* Data to use:
-- Opening Marker --

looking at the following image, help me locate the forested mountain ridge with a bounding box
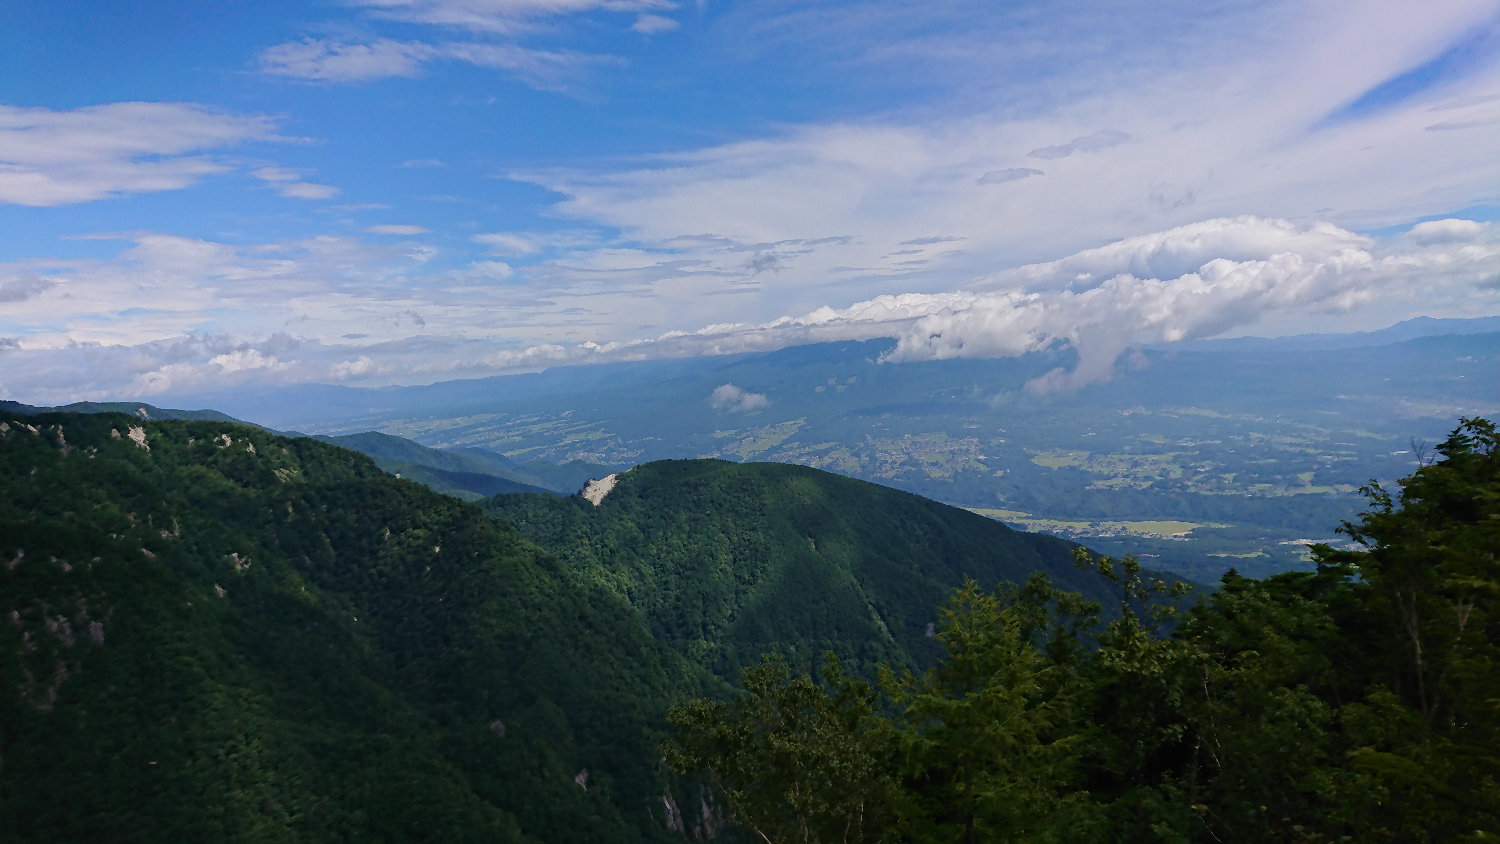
[665,418,1500,843]
[0,399,251,426]
[486,459,1116,681]
[0,411,719,843]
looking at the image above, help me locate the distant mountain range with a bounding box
[1161,315,1500,352]
[7,317,1496,581]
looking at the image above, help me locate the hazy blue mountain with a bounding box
[448,445,522,471]
[1164,315,1500,352]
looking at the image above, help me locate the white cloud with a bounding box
[258,38,613,92]
[402,158,448,168]
[208,348,290,374]
[472,229,601,254]
[0,103,277,206]
[331,355,379,379]
[710,383,769,412]
[632,14,678,34]
[463,260,515,278]
[352,0,674,33]
[2,217,1495,404]
[366,224,432,235]
[277,183,341,200]
[258,39,437,82]
[251,166,340,200]
[500,1,1500,320]
[0,273,54,303]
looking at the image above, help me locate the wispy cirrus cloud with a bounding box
[353,0,675,33]
[504,2,1500,318]
[631,13,678,34]
[0,103,279,206]
[258,38,616,92]
[257,39,437,82]
[252,166,340,200]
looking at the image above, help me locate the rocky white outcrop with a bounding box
[580,474,618,506]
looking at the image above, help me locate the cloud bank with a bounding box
[2,216,1495,404]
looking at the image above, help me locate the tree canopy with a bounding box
[666,418,1500,843]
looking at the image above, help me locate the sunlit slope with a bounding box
[486,459,1112,680]
[0,412,709,844]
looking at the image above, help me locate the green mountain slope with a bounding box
[485,459,1113,680]
[0,412,714,843]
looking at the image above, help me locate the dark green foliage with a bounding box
[667,418,1500,843]
[0,411,712,843]
[485,459,1115,680]
[878,579,1097,844]
[666,655,891,844]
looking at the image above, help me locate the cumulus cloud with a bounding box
[331,355,379,380]
[371,216,1500,392]
[366,224,432,235]
[710,383,769,412]
[0,103,278,206]
[2,216,1496,404]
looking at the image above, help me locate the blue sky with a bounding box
[1,0,1499,402]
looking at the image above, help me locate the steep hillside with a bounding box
[485,459,1114,680]
[0,412,715,843]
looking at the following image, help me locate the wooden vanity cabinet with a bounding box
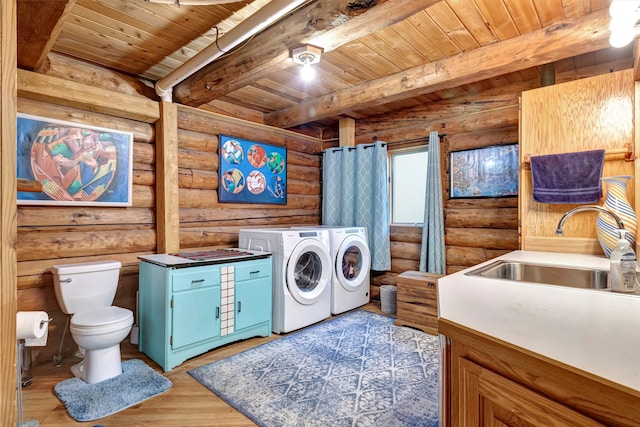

-- Closing Marker --

* Task instructions: Quote all of the entries word for word, omitting any pictures.

* Task answer:
looking at the following image, help me locate the forested mountain ridge with a bounding box
[665,418,1500,843]
[0,399,251,426]
[486,459,1116,681]
[0,411,719,843]
looking at the image above, help me locate the distant mountain range with a bounding box
[1161,315,1500,352]
[7,317,1496,581]
looking at the image above, help me locate the hazy blue mountain with a bounding box
[448,445,522,471]
[1164,315,1500,352]
looking at the image above, help me locate the white cloud with a bounding box
[258,38,613,92]
[402,158,448,168]
[208,348,290,374]
[472,229,601,254]
[0,103,277,206]
[331,355,379,379]
[710,383,769,412]
[632,14,678,34]
[463,260,515,278]
[352,0,674,33]
[2,217,1495,404]
[366,224,432,235]
[277,183,341,200]
[258,39,437,82]
[251,166,340,200]
[500,1,1500,320]
[0,273,54,303]
looking at the image above, help me locate the wispy cirrus cloud with a bounding box
[353,0,675,33]
[504,2,1500,318]
[631,13,678,34]
[0,103,279,206]
[258,38,616,92]
[257,39,437,82]
[252,166,340,200]
looking at the image above, help me locate the rocky white outcrop with a bounding box
[580,474,618,506]
looking at the image above, help me locate the cloud bank with a bounding box
[2,216,1495,404]
looking at the image above, help me locate the tree canopy with a bounding box
[666,418,1500,843]
looking at the image above, help me locate the sunlit slope with a bounding box
[486,459,1112,680]
[0,412,709,844]
looking at the image above, help me locate the green mountain slope with a bounding box
[485,459,1113,680]
[0,412,714,843]
looking at the image above, help me locate the dark green foliage with a bounding box
[667,418,1500,843]
[0,411,712,843]
[485,459,1115,680]
[878,579,1097,844]
[666,655,891,844]
looking at the image above, help me locate the cumulus cloud with a bounding box
[331,355,379,380]
[371,216,1500,392]
[366,224,432,235]
[710,383,769,412]
[0,103,278,206]
[2,216,1496,404]
looking at the image above, help me locate the blue sky with a bounding box
[1,0,1499,402]
looking at the image above, help me locate the steep hillside with a bounding box
[485,459,1114,680]
[0,412,715,843]
looking at the following image, help me locate the wooden vanity cabinet with a bounding box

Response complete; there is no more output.